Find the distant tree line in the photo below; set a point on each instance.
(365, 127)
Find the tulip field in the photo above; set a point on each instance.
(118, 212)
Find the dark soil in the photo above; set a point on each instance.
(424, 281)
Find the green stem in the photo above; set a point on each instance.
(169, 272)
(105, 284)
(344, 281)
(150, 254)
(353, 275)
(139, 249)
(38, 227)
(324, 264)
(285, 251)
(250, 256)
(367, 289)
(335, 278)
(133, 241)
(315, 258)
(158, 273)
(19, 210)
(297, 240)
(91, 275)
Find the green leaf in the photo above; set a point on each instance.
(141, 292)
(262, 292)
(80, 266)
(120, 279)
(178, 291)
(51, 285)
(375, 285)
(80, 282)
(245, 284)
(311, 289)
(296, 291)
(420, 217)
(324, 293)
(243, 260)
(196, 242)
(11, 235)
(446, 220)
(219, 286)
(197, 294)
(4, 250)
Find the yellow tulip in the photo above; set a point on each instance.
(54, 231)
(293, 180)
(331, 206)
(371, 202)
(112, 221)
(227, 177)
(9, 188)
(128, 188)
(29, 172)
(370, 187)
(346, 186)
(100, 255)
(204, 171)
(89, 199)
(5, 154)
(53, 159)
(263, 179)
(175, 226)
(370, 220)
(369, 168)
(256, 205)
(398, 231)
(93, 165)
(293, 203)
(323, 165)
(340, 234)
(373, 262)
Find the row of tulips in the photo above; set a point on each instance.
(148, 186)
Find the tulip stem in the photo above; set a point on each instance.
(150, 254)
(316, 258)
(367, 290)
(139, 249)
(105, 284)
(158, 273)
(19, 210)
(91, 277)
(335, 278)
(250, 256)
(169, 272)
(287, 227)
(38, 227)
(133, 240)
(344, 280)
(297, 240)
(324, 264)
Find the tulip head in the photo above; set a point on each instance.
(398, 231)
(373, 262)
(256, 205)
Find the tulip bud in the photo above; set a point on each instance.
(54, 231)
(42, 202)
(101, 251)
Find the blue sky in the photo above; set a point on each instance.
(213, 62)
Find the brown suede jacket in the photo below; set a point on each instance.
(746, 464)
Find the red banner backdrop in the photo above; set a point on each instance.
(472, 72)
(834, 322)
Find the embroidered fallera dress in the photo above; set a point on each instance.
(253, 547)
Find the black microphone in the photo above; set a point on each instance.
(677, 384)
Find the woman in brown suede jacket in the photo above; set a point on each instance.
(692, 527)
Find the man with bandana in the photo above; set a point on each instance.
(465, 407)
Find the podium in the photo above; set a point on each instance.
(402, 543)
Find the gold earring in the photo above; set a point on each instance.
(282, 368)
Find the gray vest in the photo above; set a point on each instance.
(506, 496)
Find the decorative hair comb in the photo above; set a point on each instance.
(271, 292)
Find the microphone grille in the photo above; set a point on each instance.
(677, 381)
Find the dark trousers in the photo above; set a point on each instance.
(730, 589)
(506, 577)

★ ★ ★ ★ ★

Problem description => Everything in the data should be copied exactly. Leave nothing out.

Task answer =>
Find the distant tree line in the photo below; set a point on each instance.
(365, 127)
Find the tulip field in the photo above; set a point on each instance.
(118, 212)
Find the dark soil in the photo above; set a point on each instance.
(424, 281)
Find the green stem in the photo above; set a point on each instance.
(169, 272)
(105, 284)
(344, 281)
(150, 254)
(353, 275)
(139, 249)
(38, 227)
(324, 264)
(285, 251)
(250, 256)
(367, 289)
(335, 278)
(133, 241)
(315, 258)
(158, 273)
(19, 210)
(297, 240)
(91, 275)
Find the green leaf in the photo above; set a point on each instance.
(141, 292)
(262, 292)
(80, 266)
(120, 279)
(178, 291)
(51, 285)
(375, 285)
(80, 282)
(245, 284)
(311, 289)
(296, 291)
(420, 217)
(324, 293)
(243, 260)
(196, 242)
(11, 235)
(446, 220)
(219, 286)
(197, 294)
(4, 250)
Find the yellow tulip in the photo above; set a point on each instance.
(54, 231)
(293, 180)
(331, 206)
(371, 202)
(112, 221)
(227, 177)
(9, 188)
(128, 188)
(29, 172)
(370, 187)
(346, 186)
(100, 255)
(204, 171)
(89, 199)
(5, 154)
(53, 159)
(263, 179)
(175, 226)
(370, 220)
(369, 168)
(256, 205)
(398, 231)
(93, 165)
(293, 203)
(323, 165)
(340, 234)
(373, 262)
Find the row of tulips in the photo above; set a point on each instance.
(148, 186)
Find the tulip stem in the photo above; set a point on each instance.
(150, 254)
(316, 258)
(367, 290)
(139, 249)
(105, 284)
(158, 273)
(19, 210)
(91, 277)
(335, 278)
(250, 256)
(169, 272)
(287, 227)
(38, 227)
(133, 240)
(344, 280)
(297, 240)
(324, 264)
Find the tulip head in the photo above; set a point on each instance.
(398, 231)
(373, 262)
(256, 205)
Find the tulip bud in the photo above; set a point on each instance.
(54, 231)
(42, 202)
(101, 251)
Find the blue sky in the photo above; set a point on each instance.
(213, 62)
Find the brown suede jacket in the photo below; set a point on each instance.
(746, 464)
Find the red banner backdrop in the photo above; set a point on each instance.
(472, 72)
(834, 322)
Find the embroidered fallera dress in the photo above; set a point on each instance.
(253, 547)
Find the black microphone in the photo above; set a point on each instance.
(677, 384)
Find the woman in brown suede jacket in the photo above; set a point on each instance.
(692, 527)
Find the man with bandana in the photo above; set a point on each instance.
(465, 407)
Find the podium in the photo above; set a point on each instance.
(402, 543)
Find the gold earring in the photo above; set a point on each instance.
(282, 368)
Find the gray vest in the photo above; set a point on each instance.
(506, 496)
Find the decorative hair comb in the photo above; set a point on each instance.
(271, 292)
Find the microphone grille in the photo above; set a point on each instance.
(677, 381)
Find the dark trousers in the photo above; set a point on each instance.
(730, 589)
(506, 577)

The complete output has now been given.